Problem statement
Please return the records below exactly as they stand.

Material for this task
= Beginning of Section =
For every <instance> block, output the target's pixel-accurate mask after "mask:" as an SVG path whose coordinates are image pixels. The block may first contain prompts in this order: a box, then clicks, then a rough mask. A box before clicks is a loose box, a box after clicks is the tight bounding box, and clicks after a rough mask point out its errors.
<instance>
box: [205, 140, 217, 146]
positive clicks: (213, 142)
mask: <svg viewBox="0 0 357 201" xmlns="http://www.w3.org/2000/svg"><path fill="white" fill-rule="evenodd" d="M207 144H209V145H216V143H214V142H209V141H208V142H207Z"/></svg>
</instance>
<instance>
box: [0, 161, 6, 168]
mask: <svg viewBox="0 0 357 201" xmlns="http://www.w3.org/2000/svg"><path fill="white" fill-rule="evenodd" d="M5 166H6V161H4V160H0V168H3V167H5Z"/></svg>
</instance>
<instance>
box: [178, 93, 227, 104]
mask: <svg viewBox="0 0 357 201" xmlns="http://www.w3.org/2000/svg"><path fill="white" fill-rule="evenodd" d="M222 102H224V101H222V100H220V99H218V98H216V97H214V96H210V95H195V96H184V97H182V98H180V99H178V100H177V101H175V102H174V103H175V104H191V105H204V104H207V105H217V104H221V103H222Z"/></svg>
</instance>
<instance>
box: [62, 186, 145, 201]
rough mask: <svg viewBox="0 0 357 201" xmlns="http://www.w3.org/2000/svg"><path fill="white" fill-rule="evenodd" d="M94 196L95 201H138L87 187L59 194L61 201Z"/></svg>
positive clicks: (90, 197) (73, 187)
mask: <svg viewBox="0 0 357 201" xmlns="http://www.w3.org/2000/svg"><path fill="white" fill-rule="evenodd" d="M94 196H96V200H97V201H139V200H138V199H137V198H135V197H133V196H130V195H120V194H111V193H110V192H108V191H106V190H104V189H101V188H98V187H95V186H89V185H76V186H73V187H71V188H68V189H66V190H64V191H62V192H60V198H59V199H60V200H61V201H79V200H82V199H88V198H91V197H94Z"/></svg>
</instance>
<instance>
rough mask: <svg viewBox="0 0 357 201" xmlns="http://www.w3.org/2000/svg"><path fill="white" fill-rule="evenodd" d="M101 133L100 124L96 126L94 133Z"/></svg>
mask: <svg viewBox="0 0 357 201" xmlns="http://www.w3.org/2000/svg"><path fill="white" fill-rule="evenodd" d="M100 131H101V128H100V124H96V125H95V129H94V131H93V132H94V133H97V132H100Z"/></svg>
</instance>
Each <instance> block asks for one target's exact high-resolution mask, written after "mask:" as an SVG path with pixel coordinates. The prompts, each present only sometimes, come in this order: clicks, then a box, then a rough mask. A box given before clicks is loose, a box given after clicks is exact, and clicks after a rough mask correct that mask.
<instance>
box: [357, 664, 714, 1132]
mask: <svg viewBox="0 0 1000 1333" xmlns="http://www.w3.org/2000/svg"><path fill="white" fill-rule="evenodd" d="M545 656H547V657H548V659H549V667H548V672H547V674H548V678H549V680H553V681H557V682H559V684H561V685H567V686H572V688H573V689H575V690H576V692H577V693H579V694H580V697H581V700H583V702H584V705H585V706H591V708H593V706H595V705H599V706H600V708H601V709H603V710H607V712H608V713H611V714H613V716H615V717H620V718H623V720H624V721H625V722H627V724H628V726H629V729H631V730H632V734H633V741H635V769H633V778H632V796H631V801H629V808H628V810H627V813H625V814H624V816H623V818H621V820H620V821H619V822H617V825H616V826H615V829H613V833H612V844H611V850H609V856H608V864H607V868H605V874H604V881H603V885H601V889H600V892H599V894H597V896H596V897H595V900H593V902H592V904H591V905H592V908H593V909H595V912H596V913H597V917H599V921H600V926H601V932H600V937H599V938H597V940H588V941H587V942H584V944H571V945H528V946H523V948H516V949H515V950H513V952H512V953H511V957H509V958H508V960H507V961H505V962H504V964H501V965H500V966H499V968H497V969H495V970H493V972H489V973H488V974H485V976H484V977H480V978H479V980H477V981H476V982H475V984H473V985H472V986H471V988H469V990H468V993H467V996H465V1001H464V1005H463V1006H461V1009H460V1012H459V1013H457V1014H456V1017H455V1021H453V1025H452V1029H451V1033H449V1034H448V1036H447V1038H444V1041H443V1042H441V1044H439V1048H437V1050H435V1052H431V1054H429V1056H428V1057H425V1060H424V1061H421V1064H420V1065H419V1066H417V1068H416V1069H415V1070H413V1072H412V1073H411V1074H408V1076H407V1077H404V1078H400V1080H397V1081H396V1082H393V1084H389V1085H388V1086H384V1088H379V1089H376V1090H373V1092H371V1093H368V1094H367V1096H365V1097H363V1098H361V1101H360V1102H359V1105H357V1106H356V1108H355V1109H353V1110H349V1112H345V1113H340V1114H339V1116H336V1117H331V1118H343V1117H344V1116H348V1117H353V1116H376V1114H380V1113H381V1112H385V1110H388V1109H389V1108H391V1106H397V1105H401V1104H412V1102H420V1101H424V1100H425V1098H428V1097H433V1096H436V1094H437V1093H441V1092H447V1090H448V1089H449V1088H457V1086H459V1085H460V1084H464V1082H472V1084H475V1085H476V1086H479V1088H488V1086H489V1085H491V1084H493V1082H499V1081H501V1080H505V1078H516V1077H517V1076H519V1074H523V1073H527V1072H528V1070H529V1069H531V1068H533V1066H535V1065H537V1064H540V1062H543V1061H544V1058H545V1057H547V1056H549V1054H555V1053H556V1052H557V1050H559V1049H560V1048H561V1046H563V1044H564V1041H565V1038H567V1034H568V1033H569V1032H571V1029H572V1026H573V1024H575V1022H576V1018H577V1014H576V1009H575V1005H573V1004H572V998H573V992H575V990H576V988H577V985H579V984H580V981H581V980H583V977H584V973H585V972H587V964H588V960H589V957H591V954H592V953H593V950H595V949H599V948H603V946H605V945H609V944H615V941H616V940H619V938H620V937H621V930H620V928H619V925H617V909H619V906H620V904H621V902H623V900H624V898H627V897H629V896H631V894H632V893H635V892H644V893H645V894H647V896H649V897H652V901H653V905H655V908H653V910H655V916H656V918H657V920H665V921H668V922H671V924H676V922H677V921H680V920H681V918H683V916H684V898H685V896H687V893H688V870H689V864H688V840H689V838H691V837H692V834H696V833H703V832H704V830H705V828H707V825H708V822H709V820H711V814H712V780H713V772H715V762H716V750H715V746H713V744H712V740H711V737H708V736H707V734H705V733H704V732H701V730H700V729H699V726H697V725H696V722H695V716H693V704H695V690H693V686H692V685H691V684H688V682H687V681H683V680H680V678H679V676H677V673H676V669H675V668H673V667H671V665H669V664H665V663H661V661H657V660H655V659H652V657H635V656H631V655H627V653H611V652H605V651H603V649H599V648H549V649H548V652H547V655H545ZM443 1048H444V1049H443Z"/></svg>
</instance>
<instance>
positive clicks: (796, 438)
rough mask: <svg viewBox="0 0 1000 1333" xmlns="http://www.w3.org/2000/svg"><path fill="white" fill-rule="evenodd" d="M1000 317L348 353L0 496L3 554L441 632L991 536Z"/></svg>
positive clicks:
= End of Section =
Result of the exercise
For every <instance> block, output the target's pixel-accurate mask after "mask:" as an SVG path whose coordinates are image pixels. The block may first contain prompts in this order: a box, then clicks, then a rough mask. A box before clicks is a loose box, a box after clicks is the tight bounding box, and clicks after a rough mask point out its errors.
<instance>
box: [205, 140, 217, 146]
positive clicks: (213, 142)
mask: <svg viewBox="0 0 357 201" xmlns="http://www.w3.org/2000/svg"><path fill="white" fill-rule="evenodd" d="M207 144H209V145H216V143H214V142H209V141H208V142H207Z"/></svg>
</instance>
<instance>
box: [0, 161, 6, 168]
mask: <svg viewBox="0 0 357 201" xmlns="http://www.w3.org/2000/svg"><path fill="white" fill-rule="evenodd" d="M5 166H6V161H4V160H0V168H3V167H5Z"/></svg>
</instance>
<instance>
box: [178, 93, 227, 104]
mask: <svg viewBox="0 0 357 201" xmlns="http://www.w3.org/2000/svg"><path fill="white" fill-rule="evenodd" d="M222 102H224V101H222V100H220V99H218V98H216V97H214V96H210V95H195V96H184V97H182V98H180V99H178V100H177V101H175V102H174V103H175V104H191V105H204V104H207V105H217V104H221V103H222Z"/></svg>
</instance>
<instance>
box: [62, 186, 145, 201]
rough mask: <svg viewBox="0 0 357 201" xmlns="http://www.w3.org/2000/svg"><path fill="white" fill-rule="evenodd" d="M94 196L95 201H138L87 187L59 194L61 201Z"/></svg>
positive clicks: (90, 197) (73, 187)
mask: <svg viewBox="0 0 357 201" xmlns="http://www.w3.org/2000/svg"><path fill="white" fill-rule="evenodd" d="M94 196H96V200H97V201H139V200H138V199H137V198H135V197H133V196H130V195H120V194H111V193H110V192H108V191H106V190H104V189H101V188H98V187H95V186H89V185H76V186H73V187H71V188H68V189H66V190H64V191H62V192H60V198H59V199H60V200H61V201H79V200H82V199H88V198H91V197H94Z"/></svg>
</instance>
<instance>
rough mask: <svg viewBox="0 0 357 201" xmlns="http://www.w3.org/2000/svg"><path fill="white" fill-rule="evenodd" d="M101 133L100 124L96 126L94 133Z"/></svg>
mask: <svg viewBox="0 0 357 201" xmlns="http://www.w3.org/2000/svg"><path fill="white" fill-rule="evenodd" d="M100 131H101V128H100V124H96V125H95V129H94V131H93V132H94V133H97V132H100Z"/></svg>
</instance>
Each <instance> block asks for one target's exact high-resolution mask, written after "mask:" as an SVG path with pixel coordinates. The prompts, each present only sometimes, come in this order: clicks, then a box, then a rough mask. A box given before clicks is loose, a box given after clicks is exact, and clicks after a rough mask correct that mask.
<instance>
box: [357, 664, 714, 1132]
mask: <svg viewBox="0 0 1000 1333" xmlns="http://www.w3.org/2000/svg"><path fill="white" fill-rule="evenodd" d="M545 656H547V657H548V659H549V667H548V672H547V674H548V678H549V680H553V681H557V682H559V684H561V685H567V686H572V688H573V689H575V690H576V692H577V693H579V694H580V697H581V700H583V702H584V705H585V706H591V708H593V706H595V705H599V706H600V708H601V709H603V710H607V712H608V713H611V714H613V716H615V717H620V718H623V720H624V721H625V722H627V724H628V726H629V729H631V730H632V734H633V741H635V769H633V778H632V796H631V801H629V808H628V810H627V813H625V814H624V816H623V818H621V820H620V821H619V822H617V825H616V826H615V829H613V833H612V844H611V850H609V856H608V864H607V868H605V874H604V881H603V885H601V889H600V892H599V894H597V896H596V897H595V900H593V902H592V904H591V905H592V908H593V909H595V912H596V913H597V917H599V921H600V926H601V932H600V937H599V938H597V940H588V941H587V942H584V944H571V945H528V946H523V948H516V949H515V950H513V952H512V953H511V957H509V958H508V960H507V961H505V962H504V964H501V965H500V966H499V968H497V969H495V970H493V972H489V973H488V974H485V976H484V977H480V978H479V980H477V981H476V982H475V984H473V985H472V986H471V988H469V990H468V993H467V996H465V1001H464V1005H463V1006H461V1009H460V1012H459V1013H457V1014H456V1017H455V1021H453V1025H452V1029H451V1033H449V1034H448V1036H447V1038H444V1041H443V1042H441V1044H439V1048H437V1050H435V1052H431V1054H429V1056H428V1057H425V1060H424V1061H421V1064H420V1065H419V1066H417V1068H416V1069H415V1070H413V1072H412V1073H411V1074H408V1076H407V1077H404V1078H400V1080H397V1081H396V1082H393V1084H389V1085H388V1086H384V1088H379V1089H376V1090H373V1092H371V1093H368V1094H367V1096H365V1097H363V1098H361V1101H360V1102H359V1105H357V1106H356V1108H355V1109H353V1110H349V1112H345V1113H340V1114H339V1116H336V1117H331V1118H343V1117H344V1116H348V1117H353V1116H376V1114H380V1113H381V1112H385V1110H388V1109H389V1108H391V1106H397V1105H401V1104H412V1102H420V1101H424V1100H425V1098H428V1097H433V1096H436V1094H437V1093H441V1092H447V1090H448V1089H449V1088H457V1086H459V1085H460V1084H464V1082H472V1084H475V1085H476V1086H479V1088H488V1086H489V1085H491V1084H493V1082H499V1081H501V1080H505V1078H516V1077H517V1076H519V1074H523V1073H527V1072H528V1070H529V1069H531V1068H533V1066H535V1065H537V1064H540V1062H543V1061H544V1058H545V1057H547V1056H549V1054H555V1053H556V1052H557V1050H559V1049H560V1048H561V1046H563V1044H564V1041H565V1038H567V1034H568V1033H569V1032H571V1029H572V1026H573V1024H575V1022H576V1018H577V1014H576V1009H575V1005H573V1004H572V998H573V992H575V990H576V988H577V985H579V984H580V981H581V980H583V977H584V973H585V972H587V964H588V960H589V957H591V954H592V953H593V950H595V949H599V948H603V946H605V945H609V944H615V941H616V940H619V938H620V937H621V930H620V928H619V925H617V909H619V906H620V904H621V902H623V900H624V898H627V897H629V896H631V894H632V893H635V892H644V893H645V894H647V896H649V897H652V901H653V905H655V908H653V910H655V916H656V918H657V920H665V921H668V922H671V924H676V922H677V921H680V920H681V918H683V916H684V898H685V896H687V893H688V870H689V864H688V840H689V838H691V837H692V834H696V833H703V832H704V830H705V828H707V825H708V822H709V820H711V814H712V780H713V772H715V762H716V750H715V746H713V744H712V740H711V737H708V736H707V734H705V733H704V732H701V730H700V729H699V726H697V725H696V722H695V716H693V704H695V690H693V686H692V685H691V684H688V682H687V681H683V680H680V678H679V676H677V673H676V669H675V668H673V667H671V665H669V664H665V663H661V661H657V660H655V659H652V657H635V656H631V655H627V653H611V652H605V651H603V649H599V648H549V649H548V652H547V655H545ZM443 1048H444V1049H443Z"/></svg>
</instance>
<instance>
positive clicks: (796, 438)
rough mask: <svg viewBox="0 0 1000 1333" xmlns="http://www.w3.org/2000/svg"><path fill="white" fill-rule="evenodd" d="M1000 317L348 353L0 496L3 554L441 632L991 536Z"/></svg>
positive clicks:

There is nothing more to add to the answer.